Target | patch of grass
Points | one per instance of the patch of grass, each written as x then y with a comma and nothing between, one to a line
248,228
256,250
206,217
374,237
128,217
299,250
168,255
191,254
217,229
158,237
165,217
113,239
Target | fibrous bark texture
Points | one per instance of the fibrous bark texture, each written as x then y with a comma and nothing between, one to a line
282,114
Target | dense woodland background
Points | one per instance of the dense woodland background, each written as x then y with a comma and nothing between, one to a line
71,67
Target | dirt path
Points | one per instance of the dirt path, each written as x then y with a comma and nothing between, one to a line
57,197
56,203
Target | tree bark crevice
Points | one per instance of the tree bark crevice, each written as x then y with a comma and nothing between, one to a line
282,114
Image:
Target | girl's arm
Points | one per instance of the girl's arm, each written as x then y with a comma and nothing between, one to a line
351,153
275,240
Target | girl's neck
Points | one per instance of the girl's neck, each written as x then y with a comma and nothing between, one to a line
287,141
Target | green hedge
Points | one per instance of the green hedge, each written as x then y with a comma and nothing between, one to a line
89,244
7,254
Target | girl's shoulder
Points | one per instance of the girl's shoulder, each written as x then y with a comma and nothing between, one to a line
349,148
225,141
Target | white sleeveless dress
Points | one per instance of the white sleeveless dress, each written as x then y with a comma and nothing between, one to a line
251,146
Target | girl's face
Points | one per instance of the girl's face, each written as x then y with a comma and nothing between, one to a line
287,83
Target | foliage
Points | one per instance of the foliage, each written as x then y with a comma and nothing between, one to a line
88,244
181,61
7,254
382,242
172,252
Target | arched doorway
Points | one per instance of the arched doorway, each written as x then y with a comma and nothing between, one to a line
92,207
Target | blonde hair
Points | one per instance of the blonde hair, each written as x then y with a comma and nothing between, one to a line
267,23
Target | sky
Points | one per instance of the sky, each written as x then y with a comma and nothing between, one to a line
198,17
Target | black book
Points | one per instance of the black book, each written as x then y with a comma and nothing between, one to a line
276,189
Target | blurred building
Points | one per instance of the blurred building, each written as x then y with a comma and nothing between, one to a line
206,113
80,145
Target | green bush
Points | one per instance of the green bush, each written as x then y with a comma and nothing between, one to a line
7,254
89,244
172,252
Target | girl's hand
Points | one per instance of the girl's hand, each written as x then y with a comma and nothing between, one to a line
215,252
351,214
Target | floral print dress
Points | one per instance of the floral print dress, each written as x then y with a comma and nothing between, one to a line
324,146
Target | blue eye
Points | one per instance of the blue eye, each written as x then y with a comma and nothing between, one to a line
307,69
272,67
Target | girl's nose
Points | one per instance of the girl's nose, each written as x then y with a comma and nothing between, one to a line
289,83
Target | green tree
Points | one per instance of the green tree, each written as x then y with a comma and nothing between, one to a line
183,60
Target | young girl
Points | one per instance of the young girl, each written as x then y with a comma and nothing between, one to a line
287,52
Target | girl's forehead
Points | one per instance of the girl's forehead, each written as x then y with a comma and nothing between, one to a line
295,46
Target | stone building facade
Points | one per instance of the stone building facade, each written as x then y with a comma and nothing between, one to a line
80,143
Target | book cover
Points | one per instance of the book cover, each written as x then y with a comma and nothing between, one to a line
===
Scale the records from the line containing "Target | girl's forehead" through the end of the records, inclusive, by reproducing every line (requests included) with each point coordinate multiplied by 0.6 and rounded to a whole number, halves rounded up. Return only those lines.

Target | girl's forehead
Points | one per instance of the girl's forehead, each written as x then y with a comma and nothing between, one to a line
177,28
Target | stone building facade
Points | one per instance of the stone building facade, each written as x then y with a comma and nothing between, one to a line
48,86
Target | book cover
Points | one per instance of the book cover, each written as x then y with a comma and nothing between, one to a line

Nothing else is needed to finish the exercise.